#### MATERIAL FOR THIS EXERCISE ####

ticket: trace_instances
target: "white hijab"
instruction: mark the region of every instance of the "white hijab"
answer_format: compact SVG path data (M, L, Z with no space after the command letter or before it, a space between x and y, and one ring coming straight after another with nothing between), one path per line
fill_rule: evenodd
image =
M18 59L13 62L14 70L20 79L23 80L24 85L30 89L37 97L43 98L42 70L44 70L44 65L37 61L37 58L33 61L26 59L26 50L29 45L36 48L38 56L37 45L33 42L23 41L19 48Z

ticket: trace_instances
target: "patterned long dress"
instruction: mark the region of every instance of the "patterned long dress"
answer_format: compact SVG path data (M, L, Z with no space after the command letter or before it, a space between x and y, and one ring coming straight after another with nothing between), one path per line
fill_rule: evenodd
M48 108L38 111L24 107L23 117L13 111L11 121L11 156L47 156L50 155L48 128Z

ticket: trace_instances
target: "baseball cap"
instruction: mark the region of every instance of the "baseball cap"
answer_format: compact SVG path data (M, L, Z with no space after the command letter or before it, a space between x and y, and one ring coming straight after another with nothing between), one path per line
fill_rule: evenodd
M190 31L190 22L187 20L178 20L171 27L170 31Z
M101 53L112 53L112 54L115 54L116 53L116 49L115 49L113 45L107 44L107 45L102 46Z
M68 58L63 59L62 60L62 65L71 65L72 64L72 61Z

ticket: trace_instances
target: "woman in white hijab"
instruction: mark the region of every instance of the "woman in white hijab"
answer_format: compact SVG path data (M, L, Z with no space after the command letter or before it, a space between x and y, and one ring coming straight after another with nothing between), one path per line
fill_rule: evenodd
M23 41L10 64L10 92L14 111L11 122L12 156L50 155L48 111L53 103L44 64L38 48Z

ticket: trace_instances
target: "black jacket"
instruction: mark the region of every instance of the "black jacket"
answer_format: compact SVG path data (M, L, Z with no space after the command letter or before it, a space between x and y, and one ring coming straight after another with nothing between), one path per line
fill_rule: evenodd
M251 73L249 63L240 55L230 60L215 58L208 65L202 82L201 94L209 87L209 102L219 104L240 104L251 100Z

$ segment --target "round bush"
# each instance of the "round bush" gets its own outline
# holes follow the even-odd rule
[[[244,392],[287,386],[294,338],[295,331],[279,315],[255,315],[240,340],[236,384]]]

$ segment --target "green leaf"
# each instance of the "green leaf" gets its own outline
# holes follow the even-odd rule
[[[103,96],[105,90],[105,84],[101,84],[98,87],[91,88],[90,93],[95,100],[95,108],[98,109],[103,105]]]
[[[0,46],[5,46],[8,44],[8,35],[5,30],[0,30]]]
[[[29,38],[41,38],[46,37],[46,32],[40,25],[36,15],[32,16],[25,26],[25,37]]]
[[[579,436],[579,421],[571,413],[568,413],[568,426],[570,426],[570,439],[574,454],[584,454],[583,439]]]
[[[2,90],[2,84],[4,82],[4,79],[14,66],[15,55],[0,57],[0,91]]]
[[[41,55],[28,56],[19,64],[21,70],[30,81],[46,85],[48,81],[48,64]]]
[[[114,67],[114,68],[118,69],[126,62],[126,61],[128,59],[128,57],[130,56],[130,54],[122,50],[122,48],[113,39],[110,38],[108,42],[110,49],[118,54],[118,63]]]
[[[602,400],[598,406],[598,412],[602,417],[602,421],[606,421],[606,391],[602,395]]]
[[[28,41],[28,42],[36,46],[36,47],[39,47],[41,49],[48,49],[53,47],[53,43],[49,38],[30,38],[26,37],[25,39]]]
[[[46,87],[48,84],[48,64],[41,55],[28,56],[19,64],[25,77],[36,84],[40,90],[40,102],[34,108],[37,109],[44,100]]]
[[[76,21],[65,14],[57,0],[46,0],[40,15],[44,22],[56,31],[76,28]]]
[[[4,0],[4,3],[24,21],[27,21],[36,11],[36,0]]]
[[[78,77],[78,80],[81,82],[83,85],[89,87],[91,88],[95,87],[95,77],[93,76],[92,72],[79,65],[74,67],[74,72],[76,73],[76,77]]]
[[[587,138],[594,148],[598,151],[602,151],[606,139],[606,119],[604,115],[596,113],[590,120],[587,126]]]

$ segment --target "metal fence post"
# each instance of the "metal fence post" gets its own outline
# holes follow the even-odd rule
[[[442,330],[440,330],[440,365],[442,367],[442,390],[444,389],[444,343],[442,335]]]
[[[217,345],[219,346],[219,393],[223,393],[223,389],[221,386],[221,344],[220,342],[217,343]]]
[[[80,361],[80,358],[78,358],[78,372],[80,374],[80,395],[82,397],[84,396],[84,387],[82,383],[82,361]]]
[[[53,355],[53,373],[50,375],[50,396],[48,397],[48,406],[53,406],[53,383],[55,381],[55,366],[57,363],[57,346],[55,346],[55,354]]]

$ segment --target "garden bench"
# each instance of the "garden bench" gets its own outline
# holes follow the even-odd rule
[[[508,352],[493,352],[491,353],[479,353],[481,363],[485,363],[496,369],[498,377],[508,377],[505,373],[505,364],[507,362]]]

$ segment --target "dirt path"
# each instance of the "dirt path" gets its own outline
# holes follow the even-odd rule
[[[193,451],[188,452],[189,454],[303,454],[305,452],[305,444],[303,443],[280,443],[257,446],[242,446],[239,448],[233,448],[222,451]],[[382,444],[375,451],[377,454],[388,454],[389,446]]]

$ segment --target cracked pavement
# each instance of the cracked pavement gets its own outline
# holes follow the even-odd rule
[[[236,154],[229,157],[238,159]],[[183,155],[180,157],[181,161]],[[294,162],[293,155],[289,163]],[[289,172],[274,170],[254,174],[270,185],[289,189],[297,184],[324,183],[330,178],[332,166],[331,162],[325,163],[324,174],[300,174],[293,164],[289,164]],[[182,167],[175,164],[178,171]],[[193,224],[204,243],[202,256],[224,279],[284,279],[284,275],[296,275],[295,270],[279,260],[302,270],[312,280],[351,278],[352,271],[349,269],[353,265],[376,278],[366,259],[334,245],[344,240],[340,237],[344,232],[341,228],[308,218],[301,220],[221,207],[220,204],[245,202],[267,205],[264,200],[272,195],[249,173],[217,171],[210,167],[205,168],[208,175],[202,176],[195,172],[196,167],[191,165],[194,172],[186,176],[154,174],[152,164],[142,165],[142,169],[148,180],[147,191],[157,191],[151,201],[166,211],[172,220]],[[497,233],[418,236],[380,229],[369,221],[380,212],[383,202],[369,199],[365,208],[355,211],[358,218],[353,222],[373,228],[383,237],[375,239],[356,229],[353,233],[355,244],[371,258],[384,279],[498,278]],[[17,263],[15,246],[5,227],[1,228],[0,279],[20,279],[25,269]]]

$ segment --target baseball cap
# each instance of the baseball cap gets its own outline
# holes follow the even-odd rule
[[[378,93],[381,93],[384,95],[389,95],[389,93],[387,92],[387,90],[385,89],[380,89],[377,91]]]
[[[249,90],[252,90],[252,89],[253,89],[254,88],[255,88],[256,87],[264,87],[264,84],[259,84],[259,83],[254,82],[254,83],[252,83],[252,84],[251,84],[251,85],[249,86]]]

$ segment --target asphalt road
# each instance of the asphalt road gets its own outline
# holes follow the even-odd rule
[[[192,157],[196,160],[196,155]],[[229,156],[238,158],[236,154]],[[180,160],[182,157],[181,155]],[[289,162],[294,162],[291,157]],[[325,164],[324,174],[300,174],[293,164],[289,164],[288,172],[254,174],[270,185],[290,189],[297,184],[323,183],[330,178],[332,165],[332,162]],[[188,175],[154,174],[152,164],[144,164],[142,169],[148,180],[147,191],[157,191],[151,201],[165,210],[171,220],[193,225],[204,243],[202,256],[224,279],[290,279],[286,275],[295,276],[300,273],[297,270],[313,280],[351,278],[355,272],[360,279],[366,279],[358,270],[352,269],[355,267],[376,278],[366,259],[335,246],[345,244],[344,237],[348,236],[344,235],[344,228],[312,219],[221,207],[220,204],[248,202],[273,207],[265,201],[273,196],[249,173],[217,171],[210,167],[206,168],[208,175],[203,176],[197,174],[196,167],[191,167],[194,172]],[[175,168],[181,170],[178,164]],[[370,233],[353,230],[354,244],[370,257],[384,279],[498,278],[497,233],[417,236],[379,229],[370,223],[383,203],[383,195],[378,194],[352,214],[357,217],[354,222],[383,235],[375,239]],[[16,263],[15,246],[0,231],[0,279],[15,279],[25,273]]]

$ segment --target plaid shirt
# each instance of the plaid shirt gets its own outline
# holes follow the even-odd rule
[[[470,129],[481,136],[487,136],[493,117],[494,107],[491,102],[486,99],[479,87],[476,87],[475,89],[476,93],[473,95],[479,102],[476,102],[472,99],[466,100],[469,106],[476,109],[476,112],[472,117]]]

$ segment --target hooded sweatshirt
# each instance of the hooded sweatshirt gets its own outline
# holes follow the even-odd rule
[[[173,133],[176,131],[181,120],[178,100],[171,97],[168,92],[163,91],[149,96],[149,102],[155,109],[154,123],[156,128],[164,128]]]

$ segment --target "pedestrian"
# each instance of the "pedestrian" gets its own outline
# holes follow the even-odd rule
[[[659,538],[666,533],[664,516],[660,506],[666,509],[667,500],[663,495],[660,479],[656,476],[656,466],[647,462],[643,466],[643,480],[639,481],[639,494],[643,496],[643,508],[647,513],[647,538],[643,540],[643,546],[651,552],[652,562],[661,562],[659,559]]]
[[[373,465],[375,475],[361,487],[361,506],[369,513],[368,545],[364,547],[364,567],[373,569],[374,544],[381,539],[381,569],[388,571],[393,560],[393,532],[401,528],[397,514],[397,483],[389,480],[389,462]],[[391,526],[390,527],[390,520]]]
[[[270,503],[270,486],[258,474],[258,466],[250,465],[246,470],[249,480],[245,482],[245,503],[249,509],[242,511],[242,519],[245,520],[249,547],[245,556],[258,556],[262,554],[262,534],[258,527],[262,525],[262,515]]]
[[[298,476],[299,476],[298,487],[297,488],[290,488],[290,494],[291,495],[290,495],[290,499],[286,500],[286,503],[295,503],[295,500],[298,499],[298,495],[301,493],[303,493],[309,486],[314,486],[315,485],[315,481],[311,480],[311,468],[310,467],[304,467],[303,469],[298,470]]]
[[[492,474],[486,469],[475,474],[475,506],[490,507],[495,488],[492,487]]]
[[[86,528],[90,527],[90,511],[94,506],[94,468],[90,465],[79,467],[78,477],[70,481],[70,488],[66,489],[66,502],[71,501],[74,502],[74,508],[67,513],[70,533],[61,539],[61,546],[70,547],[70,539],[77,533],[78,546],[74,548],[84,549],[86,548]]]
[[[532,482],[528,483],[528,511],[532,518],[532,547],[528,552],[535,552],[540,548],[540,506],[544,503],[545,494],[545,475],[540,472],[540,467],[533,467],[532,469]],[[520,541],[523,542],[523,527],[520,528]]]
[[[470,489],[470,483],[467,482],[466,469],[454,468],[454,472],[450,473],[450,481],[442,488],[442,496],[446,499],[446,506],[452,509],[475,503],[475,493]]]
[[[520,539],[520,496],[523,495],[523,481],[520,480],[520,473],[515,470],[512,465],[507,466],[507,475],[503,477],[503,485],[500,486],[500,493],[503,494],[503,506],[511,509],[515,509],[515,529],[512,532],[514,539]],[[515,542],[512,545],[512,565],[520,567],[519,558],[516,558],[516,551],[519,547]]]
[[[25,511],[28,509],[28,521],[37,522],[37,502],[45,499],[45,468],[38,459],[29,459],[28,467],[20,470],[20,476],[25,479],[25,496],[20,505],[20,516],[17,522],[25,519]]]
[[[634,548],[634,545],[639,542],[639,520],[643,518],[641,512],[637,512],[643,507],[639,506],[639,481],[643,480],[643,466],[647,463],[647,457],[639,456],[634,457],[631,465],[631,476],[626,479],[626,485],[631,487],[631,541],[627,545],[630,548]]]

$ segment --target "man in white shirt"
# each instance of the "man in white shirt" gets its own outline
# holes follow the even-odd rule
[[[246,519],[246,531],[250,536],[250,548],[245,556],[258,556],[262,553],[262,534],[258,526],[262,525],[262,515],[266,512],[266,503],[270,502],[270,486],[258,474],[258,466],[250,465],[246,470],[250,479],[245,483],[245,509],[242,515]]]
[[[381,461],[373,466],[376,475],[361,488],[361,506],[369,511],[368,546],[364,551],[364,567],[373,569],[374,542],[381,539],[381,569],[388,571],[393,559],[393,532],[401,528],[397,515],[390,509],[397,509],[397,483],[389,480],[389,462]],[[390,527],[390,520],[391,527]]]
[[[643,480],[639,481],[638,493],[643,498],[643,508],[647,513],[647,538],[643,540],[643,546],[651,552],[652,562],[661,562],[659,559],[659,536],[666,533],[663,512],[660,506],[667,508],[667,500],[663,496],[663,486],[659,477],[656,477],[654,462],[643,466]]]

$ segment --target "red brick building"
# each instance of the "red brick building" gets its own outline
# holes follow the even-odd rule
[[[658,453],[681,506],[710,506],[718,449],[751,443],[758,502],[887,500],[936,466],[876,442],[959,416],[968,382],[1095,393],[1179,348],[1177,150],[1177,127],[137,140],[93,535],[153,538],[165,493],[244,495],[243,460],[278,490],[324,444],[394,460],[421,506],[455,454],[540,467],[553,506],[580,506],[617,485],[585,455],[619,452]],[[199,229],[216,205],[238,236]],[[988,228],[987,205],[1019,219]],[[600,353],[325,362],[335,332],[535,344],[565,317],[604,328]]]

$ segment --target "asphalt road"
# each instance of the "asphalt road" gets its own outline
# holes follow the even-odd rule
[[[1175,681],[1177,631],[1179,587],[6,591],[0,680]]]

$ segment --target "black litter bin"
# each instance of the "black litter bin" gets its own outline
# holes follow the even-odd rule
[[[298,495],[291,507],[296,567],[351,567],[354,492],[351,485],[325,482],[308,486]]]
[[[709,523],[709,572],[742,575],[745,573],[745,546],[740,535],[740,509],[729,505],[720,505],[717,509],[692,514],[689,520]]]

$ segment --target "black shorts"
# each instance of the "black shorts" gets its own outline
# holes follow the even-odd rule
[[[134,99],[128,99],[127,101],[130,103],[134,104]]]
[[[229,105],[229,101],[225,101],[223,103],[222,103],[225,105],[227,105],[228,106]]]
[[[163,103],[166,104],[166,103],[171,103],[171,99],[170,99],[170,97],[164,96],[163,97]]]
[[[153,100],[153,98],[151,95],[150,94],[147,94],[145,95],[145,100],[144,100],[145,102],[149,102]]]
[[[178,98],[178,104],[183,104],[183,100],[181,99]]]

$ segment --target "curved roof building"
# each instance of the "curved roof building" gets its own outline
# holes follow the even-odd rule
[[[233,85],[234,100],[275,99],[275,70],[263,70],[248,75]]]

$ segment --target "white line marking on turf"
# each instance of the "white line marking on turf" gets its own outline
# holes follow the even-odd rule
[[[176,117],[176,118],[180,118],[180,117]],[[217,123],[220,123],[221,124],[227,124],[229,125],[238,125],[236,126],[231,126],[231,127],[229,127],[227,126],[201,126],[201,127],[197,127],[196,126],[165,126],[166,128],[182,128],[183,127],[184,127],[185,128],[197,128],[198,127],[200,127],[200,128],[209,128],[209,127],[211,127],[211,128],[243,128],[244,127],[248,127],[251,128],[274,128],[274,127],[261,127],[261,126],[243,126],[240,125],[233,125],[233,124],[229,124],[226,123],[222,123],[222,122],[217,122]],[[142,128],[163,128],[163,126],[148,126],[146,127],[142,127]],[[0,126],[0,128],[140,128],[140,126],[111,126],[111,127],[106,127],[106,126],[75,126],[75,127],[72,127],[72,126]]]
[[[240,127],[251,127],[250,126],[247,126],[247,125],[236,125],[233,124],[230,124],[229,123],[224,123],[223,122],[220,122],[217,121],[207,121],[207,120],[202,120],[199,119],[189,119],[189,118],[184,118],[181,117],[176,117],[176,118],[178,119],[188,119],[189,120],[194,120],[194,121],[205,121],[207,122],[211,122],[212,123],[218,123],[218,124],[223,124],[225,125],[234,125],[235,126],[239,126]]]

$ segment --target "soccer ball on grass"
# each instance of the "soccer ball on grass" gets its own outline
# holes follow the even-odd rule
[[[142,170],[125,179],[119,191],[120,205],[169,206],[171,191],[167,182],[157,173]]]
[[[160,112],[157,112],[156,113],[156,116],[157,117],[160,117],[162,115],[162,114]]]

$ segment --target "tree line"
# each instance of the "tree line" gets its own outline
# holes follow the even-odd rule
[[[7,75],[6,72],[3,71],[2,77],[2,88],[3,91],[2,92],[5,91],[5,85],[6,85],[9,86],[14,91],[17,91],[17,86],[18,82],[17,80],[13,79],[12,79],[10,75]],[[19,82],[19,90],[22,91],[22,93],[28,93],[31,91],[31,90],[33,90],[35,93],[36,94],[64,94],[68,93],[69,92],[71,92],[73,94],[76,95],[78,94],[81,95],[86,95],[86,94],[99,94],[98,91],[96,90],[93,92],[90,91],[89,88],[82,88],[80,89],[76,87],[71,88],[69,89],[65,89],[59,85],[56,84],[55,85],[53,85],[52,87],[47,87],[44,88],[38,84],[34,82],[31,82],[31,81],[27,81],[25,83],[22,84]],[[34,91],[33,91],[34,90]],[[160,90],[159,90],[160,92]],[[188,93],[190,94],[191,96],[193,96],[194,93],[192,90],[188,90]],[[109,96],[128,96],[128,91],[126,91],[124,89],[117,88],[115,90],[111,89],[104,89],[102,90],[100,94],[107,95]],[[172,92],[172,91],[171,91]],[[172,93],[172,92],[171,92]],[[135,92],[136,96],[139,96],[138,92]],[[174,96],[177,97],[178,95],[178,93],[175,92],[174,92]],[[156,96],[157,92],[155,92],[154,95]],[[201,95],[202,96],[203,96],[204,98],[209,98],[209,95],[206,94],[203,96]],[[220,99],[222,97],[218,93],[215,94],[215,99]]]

####

**WHAT IS ASKED**
Which lines in the items above contain the string "bush"? Pull out each of those lines in full, treating uppercase and lowercase as different.

**THE ANSWER**
$ segment --target "round bush"
# each instance of the "round bush" gets its own outline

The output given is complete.